* [WRITTEN TASKS]
1. Decide whether each statement agrees with the Kevin Bacon query post. Give yes or no for each, with the deciding words quoted from the post.
(a) The poster is allowed to use temp tables.
(b) Each subquery ran in under 30 seconds on its own.
(c) The poster wants complete solutions posted.
2. In the Kevin Bacon query post, which columns does the MOVIE table have?
3. Write the next part of the Kevin Bacon query post, picking up after its final sentence.

* [PASSAGE PROVIDED]
============================================================

25

Using the IMDB database, I have tables actor, casts, and movie, and I need to select actors with a Kevin Bacon number of 2. I thought this should do it, but I'm getting 0 rows returned. What is my error?

select fname, lname
from actor join casts on pid=actor.id
where actor.id in (
    select a3.id  --actors who have a kb number of 2
    from casts c3 join actor a3 on c3.pid=a3.id,
    (
     (select c1.mid --actors who have a kb number of 1
     from (casts c1 join actor a1 on c1.pid=a1.id), (casts c2 join actor a2 on c2.pid=a2.id)
     where c1.mid=c2.mid and a2.fname='Kevin' and a2.lname='Bacon')
    )Level1 where c3.mid=Level1.mid
)
and actor.id not in (select a4.id --and only a kb number of 2
     from (casts c4 join actor a4 on c4.pid=a4.id), (casts c5 join actor a5 on c5.pid=a5.id)
     where c4.mid=c5.mid and a5.fname='Kevin' and a5.lname='Bacon');

Here are the table schemas:

ACTOR (id, fname, lname, gender)
MOVIE (id, name, year)
CASTS (pid, mid, role)

mid is a foreign key to a movie id and pid is a foreign key to actor id.

Note that restrictions on the question prohibit me from using temp tables or recursion: the query should be done with subselects.


I also tried

select count(distinct pid) from casts join actor on pid=actor.id where mid in (
    select mid from casts where pid in (
        select distinct pid from casts where mid in (
            select mid from casts join actor on pid=actor.id where fname='Kevin' and lname='Bacon')))

and pid not in  
    (select distinct pid from casts where mid in (
        select mid from casts join actor on pid=actor.id where fname='Kevin' and lname='Bacon'));

which also seems like it should work, but it's not finishing.


I finally managed to get some working code:

select count(distinct pid) from casts where mid in (
    select mid from casts where pid in (
        select distinct pid from casts where mid in (
            select mid from casts join actor on pid=actor.id where fname='Kevin' and lname='Bacon')))

and pid not in  
    (select distinct pid from casts where mid in (
        select mid from casts join actor on pid=actor.id where fname='Kevin' and lname='Bacon'));

The subqueries return sensible answers, at least. But it's taking forever. Each subquery took under 30 seconds, but together they're taking 6 minutes and counting. Why?


Note: This was given to me as homework. To avoid any semblence of academic misconduct on my part, I'd prefer if people didn't post complete/exact solutions, but rather pointed out general things that I'm doing wrong/make general suggestions as to how I should go about this.

============================================================

* [SOURCE DATA]

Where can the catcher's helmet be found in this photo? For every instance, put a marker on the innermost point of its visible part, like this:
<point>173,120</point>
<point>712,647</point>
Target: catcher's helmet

============================================================

* [RESPONSES IN ORDER]
1.
(a) No: "restrictions on the question prohibit me from using temp tables or recursion"
(b) Yes: "Each subquery took under 30 seconds"
(c) No: "I'd prefer if people didn't post complete/exact solutions"

2. id, name, and year.

3.
Gilles 'SO- stop being evil'
  • 104,111
  • 38
  • 209
  • 254
Colleen
  • 23,899
  • 12
  • 45
  • 75
  • 2
    @AbeMiessler http://sqlfiddle.com/ – scottm Feb 03 '12 at 22:57
  • make a test case: create TEMP tables with data – cetver Feb 03 '12 at 23:04
  • aww, and here I just figured out how to do it with a recursive CTE too (this was interesting in the context of dealing with cyclical graphs)... Why aren't you allowed to use them? Although, aren't some of the new non-SQL databases supposed to do better at this type of thing - I though somebody'd made a network-graph database? Are you allowed to use CTEs at all? – Clockwork-Muse Feb 03 '12 at 23:52
  • Thanks! I didn't know that. And I realized (after much pain), that I can use "not in" as long as the columns are the same. I ended up with a query similar to Martin's, but with not in instead of except that works and runs in 22 seconds :) – Colleen Feb 04 '12 at 04:08

2 Answers2

9

To give a sketch of a solution rather than an exact solution I would use this general approach

SELECT *
FROM   ACTOR
WHERE  id IN (
SELECT id 
       /* ... of actors that have worked on a film worked 
         on by actors that have worked on a KB film*/
EXCEPT
SELECT id
 /* ... of all actors that have worked on a KB film
         including KB himself*/ )

Also as you are not allowed to use recursive CTEs anyway here's an answer using those.

WITH RecursiveCTE
     AS (SELECT C.pid,
                C.mid,
                0 as Level
         FROM   CASTS C
                JOIN ACTOR A
                  ON A.id = C.pid
         WHERE  A.fname = 'Kevin'
                and A.lname = 'Bacon'
         UNION ALL
         SELECT c1.pid,
                c2.mid,
                R.Level + 1
         FROM   RecursiveCTE R
                JOIN CASTS c1
                  ON c1.mid = R.mid
                     AND R.Level < 2
                JOIN CASTS c2
                  ON c1.pid = c2.pid)
SELECT *
FROM   ACTOR
WHERE  id IN (SELECT pid
              FROM   RecursiveCTE
              GROUP  BY pid
              HAVING MIN(Level) = 2)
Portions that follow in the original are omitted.